[Natural-language object grounding data]
___

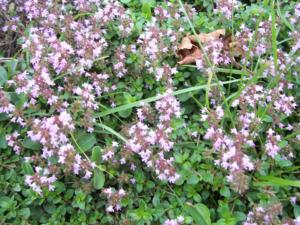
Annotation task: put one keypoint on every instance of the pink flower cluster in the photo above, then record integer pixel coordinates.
(151, 144)
(41, 179)
(52, 133)
(13, 142)
(114, 199)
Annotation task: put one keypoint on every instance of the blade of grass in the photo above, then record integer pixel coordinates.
(279, 181)
(111, 131)
(155, 98)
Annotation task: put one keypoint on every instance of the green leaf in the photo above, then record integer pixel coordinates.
(98, 179)
(29, 144)
(3, 116)
(193, 179)
(25, 213)
(225, 192)
(278, 181)
(27, 168)
(96, 154)
(146, 11)
(3, 75)
(85, 140)
(199, 212)
(5, 203)
(3, 142)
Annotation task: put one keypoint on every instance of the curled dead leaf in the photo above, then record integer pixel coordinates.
(212, 36)
(189, 50)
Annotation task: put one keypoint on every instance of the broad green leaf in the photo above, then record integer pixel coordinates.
(96, 154)
(199, 212)
(146, 10)
(193, 179)
(225, 192)
(29, 144)
(25, 213)
(278, 181)
(98, 179)
(27, 168)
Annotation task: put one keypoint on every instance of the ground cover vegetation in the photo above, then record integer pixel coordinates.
(149, 112)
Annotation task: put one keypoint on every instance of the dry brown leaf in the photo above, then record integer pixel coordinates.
(189, 50)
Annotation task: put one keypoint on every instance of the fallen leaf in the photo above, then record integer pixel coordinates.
(189, 50)
(212, 36)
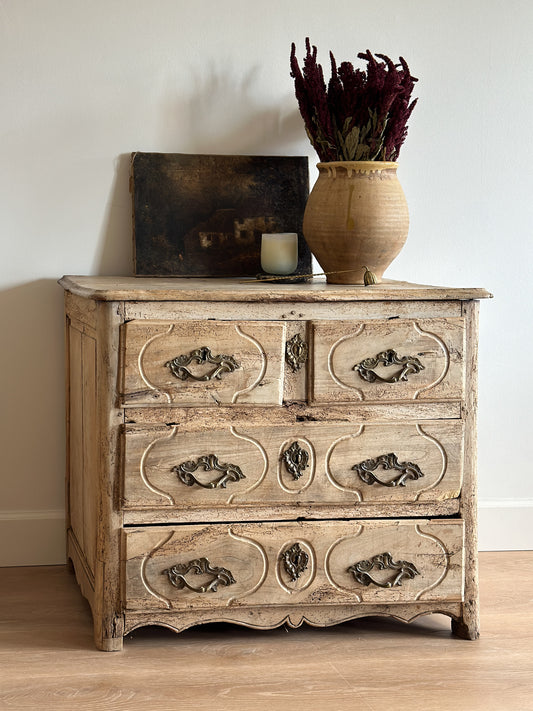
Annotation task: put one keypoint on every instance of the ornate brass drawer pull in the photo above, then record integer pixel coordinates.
(209, 462)
(296, 460)
(407, 470)
(221, 576)
(410, 365)
(383, 561)
(224, 364)
(296, 352)
(295, 561)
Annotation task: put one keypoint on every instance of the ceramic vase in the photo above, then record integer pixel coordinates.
(356, 217)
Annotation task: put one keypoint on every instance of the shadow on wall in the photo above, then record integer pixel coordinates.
(224, 115)
(221, 116)
(32, 439)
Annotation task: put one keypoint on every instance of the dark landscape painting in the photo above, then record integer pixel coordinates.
(203, 215)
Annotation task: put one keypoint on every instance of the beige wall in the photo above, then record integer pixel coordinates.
(85, 83)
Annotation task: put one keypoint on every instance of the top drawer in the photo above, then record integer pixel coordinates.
(388, 360)
(203, 362)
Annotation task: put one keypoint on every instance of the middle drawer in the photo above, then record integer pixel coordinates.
(311, 463)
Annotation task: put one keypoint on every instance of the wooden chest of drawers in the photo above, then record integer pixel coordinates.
(270, 454)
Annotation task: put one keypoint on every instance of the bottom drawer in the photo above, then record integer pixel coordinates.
(302, 563)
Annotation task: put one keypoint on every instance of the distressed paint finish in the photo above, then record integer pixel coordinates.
(125, 448)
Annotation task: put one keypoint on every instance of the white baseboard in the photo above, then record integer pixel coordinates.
(38, 537)
(32, 538)
(506, 525)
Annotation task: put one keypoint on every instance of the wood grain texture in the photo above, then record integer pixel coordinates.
(253, 554)
(152, 455)
(48, 661)
(435, 345)
(145, 289)
(254, 352)
(131, 517)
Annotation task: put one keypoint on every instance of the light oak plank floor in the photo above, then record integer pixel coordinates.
(47, 658)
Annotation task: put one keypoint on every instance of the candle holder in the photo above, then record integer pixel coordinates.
(279, 253)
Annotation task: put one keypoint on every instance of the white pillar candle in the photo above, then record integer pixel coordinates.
(279, 253)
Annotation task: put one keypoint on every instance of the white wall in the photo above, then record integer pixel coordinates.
(85, 83)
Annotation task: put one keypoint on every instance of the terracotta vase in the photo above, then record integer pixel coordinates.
(356, 217)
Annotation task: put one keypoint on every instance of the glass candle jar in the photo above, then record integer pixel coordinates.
(279, 253)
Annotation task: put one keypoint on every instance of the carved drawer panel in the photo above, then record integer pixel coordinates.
(203, 362)
(308, 463)
(388, 361)
(328, 562)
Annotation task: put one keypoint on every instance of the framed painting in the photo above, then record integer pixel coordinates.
(203, 215)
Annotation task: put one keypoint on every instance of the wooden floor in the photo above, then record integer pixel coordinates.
(47, 658)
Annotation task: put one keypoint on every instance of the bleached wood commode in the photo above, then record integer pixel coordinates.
(268, 454)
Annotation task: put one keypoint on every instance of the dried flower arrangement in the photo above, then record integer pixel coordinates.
(360, 115)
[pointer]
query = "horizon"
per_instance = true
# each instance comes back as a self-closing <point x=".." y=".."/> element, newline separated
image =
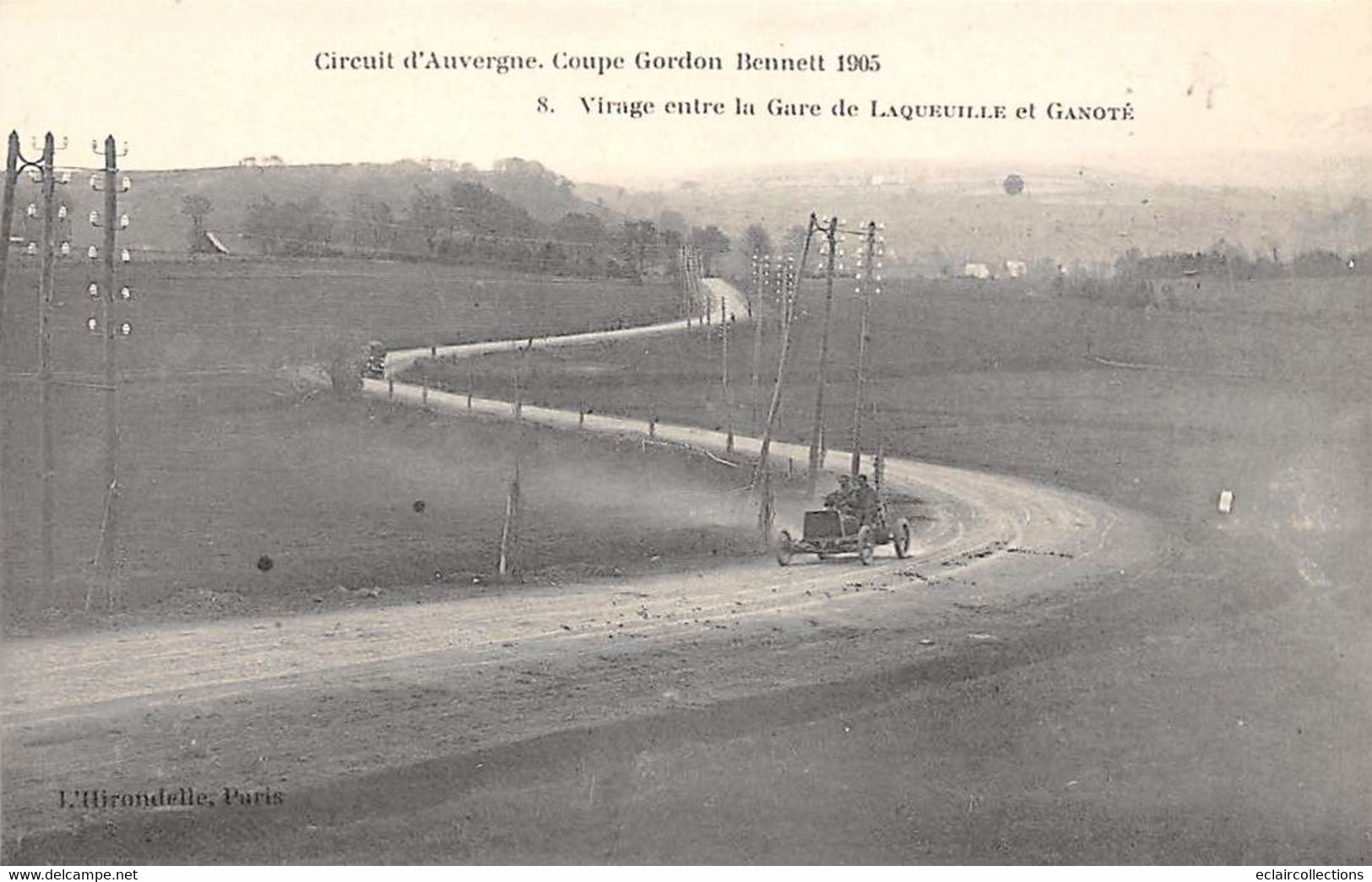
<point x="208" y="87"/>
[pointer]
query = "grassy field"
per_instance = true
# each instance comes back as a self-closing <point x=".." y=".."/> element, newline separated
<point x="1257" y="387"/>
<point x="241" y="314"/>
<point x="344" y="497"/>
<point x="228" y="450"/>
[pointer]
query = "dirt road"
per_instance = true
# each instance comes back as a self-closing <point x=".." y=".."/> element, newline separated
<point x="957" y="706"/>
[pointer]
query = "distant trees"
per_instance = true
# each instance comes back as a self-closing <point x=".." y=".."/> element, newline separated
<point x="638" y="237"/>
<point x="711" y="243"/>
<point x="453" y="214"/>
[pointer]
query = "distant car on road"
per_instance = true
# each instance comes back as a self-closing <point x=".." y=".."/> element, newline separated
<point x="375" y="365"/>
<point x="827" y="533"/>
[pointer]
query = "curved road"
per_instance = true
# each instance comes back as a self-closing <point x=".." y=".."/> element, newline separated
<point x="303" y="700"/>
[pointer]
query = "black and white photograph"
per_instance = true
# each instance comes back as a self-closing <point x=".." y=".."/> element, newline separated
<point x="775" y="434"/>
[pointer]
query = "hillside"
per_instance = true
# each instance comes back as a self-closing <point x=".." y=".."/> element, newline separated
<point x="943" y="215"/>
<point x="158" y="224"/>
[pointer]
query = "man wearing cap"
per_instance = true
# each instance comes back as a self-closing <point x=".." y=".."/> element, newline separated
<point x="865" y="501"/>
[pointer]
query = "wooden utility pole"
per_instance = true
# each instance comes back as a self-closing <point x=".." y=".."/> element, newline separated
<point x="11" y="177"/>
<point x="790" y="295"/>
<point x="111" y="372"/>
<point x="818" y="425"/>
<point x="509" y="533"/>
<point x="866" y="289"/>
<point x="46" y="287"/>
<point x="755" y="313"/>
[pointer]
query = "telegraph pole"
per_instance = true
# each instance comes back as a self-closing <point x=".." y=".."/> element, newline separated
<point x="867" y="276"/>
<point x="756" y="314"/>
<point x="818" y="425"/>
<point x="110" y="392"/>
<point x="11" y="177"/>
<point x="47" y="278"/>
<point x="790" y="294"/>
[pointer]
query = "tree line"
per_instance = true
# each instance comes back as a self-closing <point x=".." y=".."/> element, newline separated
<point x="468" y="223"/>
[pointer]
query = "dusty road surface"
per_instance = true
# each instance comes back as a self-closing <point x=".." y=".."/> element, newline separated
<point x="1047" y="678"/>
<point x="717" y="289"/>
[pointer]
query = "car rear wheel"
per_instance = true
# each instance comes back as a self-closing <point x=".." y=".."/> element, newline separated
<point x="900" y="537"/>
<point x="865" y="546"/>
<point x="785" y="548"/>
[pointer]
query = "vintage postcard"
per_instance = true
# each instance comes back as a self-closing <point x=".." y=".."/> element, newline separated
<point x="788" y="432"/>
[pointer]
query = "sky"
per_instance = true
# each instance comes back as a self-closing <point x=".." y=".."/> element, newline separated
<point x="206" y="83"/>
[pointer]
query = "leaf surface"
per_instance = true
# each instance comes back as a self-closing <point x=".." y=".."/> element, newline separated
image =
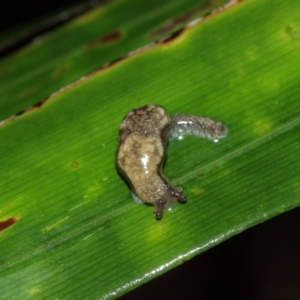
<point x="77" y="234"/>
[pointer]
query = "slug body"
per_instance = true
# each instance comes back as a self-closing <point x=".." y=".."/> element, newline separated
<point x="144" y="135"/>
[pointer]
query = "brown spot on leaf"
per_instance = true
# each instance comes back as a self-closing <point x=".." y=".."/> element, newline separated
<point x="75" y="164"/>
<point x="109" y="38"/>
<point x="198" y="191"/>
<point x="28" y="92"/>
<point x="170" y="25"/>
<point x="6" y="223"/>
<point x="57" y="72"/>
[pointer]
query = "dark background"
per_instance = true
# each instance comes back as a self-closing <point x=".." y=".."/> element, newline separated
<point x="262" y="263"/>
<point x="14" y="13"/>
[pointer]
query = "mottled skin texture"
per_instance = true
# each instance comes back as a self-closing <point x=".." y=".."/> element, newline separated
<point x="144" y="135"/>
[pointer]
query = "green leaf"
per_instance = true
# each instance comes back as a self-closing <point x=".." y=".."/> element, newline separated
<point x="77" y="233"/>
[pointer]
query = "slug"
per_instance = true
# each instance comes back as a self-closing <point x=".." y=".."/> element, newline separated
<point x="143" y="138"/>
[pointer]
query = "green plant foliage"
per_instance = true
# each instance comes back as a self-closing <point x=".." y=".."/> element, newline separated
<point x="77" y="234"/>
<point x="85" y="44"/>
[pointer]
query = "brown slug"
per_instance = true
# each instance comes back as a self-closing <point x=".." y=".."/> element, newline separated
<point x="144" y="135"/>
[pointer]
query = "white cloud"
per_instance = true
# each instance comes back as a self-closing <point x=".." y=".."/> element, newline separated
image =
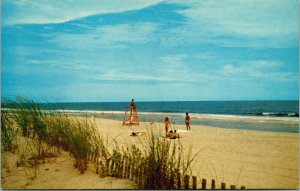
<point x="110" y="36"/>
<point x="238" y="23"/>
<point x="59" y="11"/>
<point x="258" y="69"/>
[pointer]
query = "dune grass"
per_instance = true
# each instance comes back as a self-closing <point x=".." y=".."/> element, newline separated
<point x="156" y="165"/>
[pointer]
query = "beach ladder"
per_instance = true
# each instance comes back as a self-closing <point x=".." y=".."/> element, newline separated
<point x="131" y="117"/>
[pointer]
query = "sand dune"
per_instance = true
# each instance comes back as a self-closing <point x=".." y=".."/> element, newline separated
<point x="241" y="157"/>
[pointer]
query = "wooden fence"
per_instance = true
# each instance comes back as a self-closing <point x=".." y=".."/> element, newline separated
<point x="124" y="169"/>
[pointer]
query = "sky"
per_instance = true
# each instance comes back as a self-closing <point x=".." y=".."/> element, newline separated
<point x="154" y="50"/>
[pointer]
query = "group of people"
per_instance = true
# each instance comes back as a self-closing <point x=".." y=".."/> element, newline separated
<point x="170" y="134"/>
<point x="187" y="123"/>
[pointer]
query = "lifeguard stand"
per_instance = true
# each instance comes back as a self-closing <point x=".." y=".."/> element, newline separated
<point x="131" y="117"/>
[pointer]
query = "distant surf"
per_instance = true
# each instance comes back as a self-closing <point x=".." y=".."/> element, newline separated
<point x="279" y="116"/>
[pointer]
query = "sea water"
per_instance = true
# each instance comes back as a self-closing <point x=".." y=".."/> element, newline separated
<point x="279" y="116"/>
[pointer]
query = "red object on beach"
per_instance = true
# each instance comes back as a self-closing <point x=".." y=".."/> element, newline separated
<point x="131" y="116"/>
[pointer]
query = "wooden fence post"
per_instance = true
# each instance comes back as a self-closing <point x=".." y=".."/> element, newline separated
<point x="179" y="181"/>
<point x="194" y="182"/>
<point x="186" y="181"/>
<point x="213" y="184"/>
<point x="203" y="184"/>
<point x="223" y="186"/>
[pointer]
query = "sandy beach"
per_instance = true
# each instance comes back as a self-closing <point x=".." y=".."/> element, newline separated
<point x="255" y="159"/>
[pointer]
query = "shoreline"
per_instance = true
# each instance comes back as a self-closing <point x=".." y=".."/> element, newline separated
<point x="255" y="159"/>
<point x="264" y="159"/>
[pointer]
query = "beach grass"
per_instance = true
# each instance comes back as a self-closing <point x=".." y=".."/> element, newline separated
<point x="157" y="164"/>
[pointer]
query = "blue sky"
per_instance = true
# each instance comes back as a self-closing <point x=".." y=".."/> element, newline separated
<point x="154" y="50"/>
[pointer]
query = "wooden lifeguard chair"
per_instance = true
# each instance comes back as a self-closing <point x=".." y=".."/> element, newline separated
<point x="131" y="117"/>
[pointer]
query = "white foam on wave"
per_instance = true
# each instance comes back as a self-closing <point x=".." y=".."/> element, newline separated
<point x="246" y="118"/>
<point x="274" y="119"/>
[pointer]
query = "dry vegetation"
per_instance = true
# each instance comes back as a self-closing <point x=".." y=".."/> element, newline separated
<point x="34" y="134"/>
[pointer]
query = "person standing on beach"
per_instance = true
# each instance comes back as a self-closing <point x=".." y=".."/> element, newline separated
<point x="132" y="103"/>
<point x="187" y="121"/>
<point x="167" y="125"/>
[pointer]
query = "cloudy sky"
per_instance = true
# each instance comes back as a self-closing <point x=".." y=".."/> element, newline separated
<point x="154" y="50"/>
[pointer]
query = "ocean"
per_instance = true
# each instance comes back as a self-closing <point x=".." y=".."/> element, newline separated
<point x="276" y="116"/>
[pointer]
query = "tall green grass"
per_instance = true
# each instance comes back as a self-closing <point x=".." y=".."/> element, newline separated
<point x="8" y="141"/>
<point x="156" y="165"/>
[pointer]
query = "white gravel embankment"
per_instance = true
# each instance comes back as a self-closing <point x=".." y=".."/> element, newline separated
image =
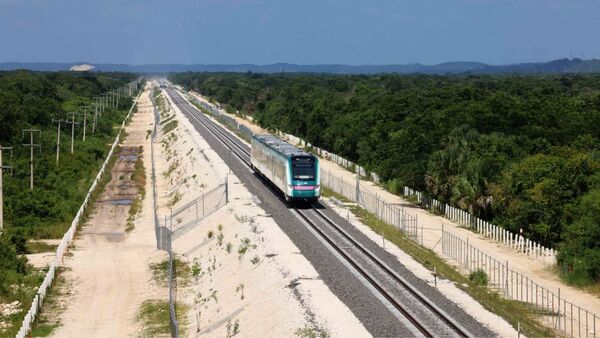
<point x="247" y="276"/>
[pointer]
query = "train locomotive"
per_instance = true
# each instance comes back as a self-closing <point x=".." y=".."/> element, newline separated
<point x="293" y="171"/>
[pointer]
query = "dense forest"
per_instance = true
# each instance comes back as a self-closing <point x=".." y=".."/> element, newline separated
<point x="521" y="151"/>
<point x="32" y="100"/>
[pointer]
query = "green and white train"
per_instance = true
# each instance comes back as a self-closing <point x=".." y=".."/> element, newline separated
<point x="293" y="171"/>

___

> **WORK ORDER**: Whenever the string "slug" shows up in a line above, copy that line.

> **TASK RESULT**:
query = "slug body"
query = "slug"
query = "brown slug"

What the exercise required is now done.